• [Activity]
The lines below that include the word "musician" are to be reported.

START Data

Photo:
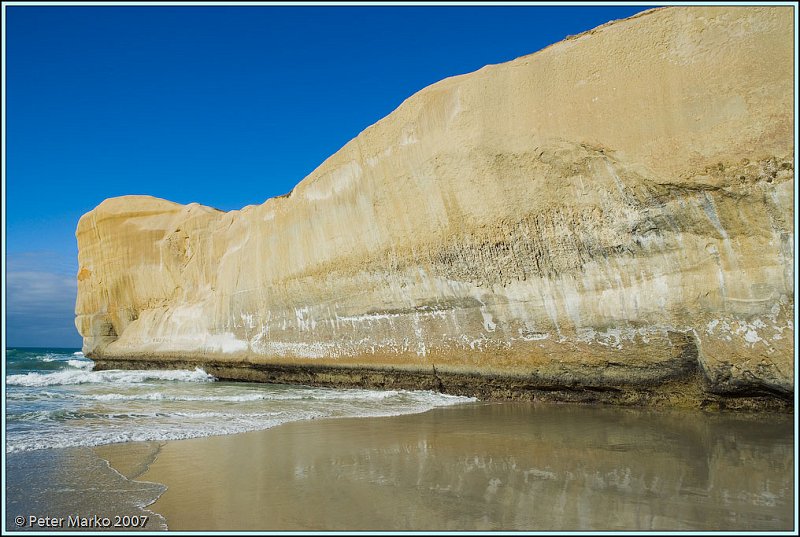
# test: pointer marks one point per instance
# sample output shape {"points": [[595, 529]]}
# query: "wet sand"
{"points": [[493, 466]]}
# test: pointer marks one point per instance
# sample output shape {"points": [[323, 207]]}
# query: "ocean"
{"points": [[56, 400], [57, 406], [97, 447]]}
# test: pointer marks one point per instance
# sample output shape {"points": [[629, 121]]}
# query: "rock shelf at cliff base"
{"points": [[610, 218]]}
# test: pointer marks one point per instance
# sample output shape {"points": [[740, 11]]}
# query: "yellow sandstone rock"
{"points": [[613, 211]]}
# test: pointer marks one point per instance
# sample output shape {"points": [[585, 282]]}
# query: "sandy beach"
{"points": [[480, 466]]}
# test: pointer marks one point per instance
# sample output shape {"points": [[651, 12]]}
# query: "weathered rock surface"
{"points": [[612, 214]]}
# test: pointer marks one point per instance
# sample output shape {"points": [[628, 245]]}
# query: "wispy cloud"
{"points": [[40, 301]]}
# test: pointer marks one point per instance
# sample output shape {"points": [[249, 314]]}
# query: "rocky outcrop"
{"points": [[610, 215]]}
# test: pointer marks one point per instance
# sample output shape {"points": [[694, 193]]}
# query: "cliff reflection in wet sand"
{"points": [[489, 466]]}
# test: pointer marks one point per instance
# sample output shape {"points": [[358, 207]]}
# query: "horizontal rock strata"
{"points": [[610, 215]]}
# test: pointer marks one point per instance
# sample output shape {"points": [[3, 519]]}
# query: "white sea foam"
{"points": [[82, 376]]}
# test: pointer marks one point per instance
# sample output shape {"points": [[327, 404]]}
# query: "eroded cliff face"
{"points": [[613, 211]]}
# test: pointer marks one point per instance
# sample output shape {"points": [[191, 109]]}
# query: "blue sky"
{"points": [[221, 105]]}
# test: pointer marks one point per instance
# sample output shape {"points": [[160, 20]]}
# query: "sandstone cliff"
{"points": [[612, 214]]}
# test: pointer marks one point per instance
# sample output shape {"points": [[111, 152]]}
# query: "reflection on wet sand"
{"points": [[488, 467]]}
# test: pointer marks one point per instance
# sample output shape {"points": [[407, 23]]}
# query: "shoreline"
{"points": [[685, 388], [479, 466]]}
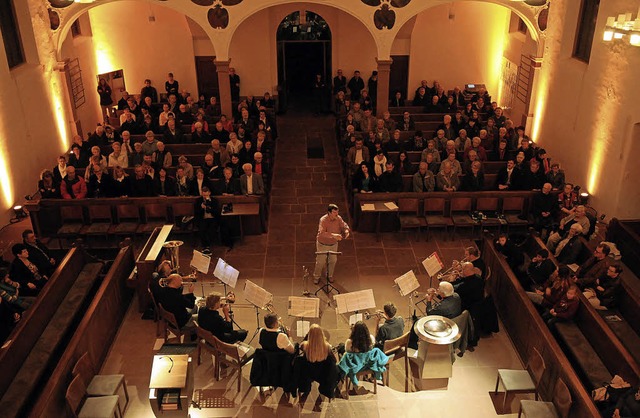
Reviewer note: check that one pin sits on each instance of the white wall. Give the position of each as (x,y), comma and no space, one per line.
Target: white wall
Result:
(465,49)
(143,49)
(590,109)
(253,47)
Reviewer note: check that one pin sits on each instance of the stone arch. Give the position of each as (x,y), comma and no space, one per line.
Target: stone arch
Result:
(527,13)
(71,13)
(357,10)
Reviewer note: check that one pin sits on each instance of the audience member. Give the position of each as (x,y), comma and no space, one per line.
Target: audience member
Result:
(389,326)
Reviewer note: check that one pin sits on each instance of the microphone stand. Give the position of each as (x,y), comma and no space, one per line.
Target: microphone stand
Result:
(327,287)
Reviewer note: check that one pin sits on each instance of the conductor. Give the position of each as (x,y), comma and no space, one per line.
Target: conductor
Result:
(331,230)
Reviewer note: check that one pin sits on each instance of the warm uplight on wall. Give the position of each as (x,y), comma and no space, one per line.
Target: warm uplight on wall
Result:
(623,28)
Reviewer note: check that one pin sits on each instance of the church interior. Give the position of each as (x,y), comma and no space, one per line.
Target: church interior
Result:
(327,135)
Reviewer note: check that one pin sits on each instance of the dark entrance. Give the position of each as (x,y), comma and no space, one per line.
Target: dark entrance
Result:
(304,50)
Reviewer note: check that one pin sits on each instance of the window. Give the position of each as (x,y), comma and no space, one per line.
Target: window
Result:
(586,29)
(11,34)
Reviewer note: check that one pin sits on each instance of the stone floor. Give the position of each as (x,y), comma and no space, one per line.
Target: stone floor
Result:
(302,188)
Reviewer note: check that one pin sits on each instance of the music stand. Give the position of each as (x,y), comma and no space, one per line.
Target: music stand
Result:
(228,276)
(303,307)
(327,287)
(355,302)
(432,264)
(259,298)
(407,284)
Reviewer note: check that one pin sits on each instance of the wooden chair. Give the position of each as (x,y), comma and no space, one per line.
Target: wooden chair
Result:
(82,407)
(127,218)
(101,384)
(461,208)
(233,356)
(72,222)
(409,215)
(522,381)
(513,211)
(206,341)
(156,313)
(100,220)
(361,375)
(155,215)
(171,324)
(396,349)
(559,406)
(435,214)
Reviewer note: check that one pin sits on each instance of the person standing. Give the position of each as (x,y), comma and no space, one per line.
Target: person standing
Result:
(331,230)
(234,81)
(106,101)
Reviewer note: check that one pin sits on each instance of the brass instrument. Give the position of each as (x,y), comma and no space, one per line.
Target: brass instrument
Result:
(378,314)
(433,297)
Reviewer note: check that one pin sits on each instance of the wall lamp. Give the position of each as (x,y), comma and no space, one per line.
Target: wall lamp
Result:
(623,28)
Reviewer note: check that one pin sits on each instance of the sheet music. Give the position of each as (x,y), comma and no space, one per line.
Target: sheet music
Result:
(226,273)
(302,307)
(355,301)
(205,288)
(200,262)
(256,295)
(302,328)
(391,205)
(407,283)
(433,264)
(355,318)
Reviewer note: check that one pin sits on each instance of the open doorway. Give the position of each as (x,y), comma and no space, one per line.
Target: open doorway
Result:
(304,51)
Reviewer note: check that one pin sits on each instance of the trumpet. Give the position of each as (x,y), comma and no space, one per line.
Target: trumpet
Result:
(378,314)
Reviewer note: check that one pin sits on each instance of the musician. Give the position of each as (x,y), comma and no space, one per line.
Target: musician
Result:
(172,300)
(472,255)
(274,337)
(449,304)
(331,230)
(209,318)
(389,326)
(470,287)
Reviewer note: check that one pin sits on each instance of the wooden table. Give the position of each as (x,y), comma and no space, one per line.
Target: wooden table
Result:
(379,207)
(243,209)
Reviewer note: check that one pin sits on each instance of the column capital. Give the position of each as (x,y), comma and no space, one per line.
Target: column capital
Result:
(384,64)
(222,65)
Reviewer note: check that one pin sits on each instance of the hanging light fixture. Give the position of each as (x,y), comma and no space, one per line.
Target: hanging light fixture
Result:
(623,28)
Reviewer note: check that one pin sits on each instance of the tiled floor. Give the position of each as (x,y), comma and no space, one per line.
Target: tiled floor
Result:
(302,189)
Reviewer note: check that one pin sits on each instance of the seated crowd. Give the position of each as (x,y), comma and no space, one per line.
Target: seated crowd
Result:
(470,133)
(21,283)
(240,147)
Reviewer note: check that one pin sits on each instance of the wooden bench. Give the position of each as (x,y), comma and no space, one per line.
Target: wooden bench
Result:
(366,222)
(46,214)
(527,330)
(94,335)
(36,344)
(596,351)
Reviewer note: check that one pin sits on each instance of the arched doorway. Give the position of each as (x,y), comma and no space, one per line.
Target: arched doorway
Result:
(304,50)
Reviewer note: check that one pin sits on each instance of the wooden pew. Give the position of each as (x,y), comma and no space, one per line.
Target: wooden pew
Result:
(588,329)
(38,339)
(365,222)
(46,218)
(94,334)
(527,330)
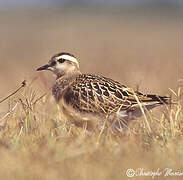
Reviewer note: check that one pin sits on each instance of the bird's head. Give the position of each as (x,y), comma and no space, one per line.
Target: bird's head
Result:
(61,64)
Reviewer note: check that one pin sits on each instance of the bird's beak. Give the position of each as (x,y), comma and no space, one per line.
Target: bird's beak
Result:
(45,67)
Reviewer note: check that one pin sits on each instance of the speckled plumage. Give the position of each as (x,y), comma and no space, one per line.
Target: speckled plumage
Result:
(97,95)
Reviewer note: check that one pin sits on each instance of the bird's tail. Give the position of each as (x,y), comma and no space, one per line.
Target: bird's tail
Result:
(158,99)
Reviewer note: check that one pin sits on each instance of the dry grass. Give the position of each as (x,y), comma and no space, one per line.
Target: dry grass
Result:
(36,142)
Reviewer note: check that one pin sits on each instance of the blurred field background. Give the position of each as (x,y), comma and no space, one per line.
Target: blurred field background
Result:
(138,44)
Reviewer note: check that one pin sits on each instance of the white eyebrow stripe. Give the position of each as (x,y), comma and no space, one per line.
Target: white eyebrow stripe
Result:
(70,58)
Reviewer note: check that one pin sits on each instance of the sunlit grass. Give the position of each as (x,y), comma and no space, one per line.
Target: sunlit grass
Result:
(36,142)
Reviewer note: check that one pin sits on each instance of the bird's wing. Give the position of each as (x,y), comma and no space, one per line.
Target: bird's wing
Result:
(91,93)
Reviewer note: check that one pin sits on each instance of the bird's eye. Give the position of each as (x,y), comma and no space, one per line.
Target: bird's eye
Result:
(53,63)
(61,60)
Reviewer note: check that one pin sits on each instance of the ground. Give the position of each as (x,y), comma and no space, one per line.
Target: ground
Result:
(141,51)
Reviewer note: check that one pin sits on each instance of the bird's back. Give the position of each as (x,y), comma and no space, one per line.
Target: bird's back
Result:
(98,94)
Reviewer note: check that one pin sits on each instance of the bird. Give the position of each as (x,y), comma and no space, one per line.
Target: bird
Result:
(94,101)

END Data

• [Output below]
Reviewer note: check that one pin sits on each instance of the musician. Give the position of each as (x,y), comma and no space, one per line.
Target: musician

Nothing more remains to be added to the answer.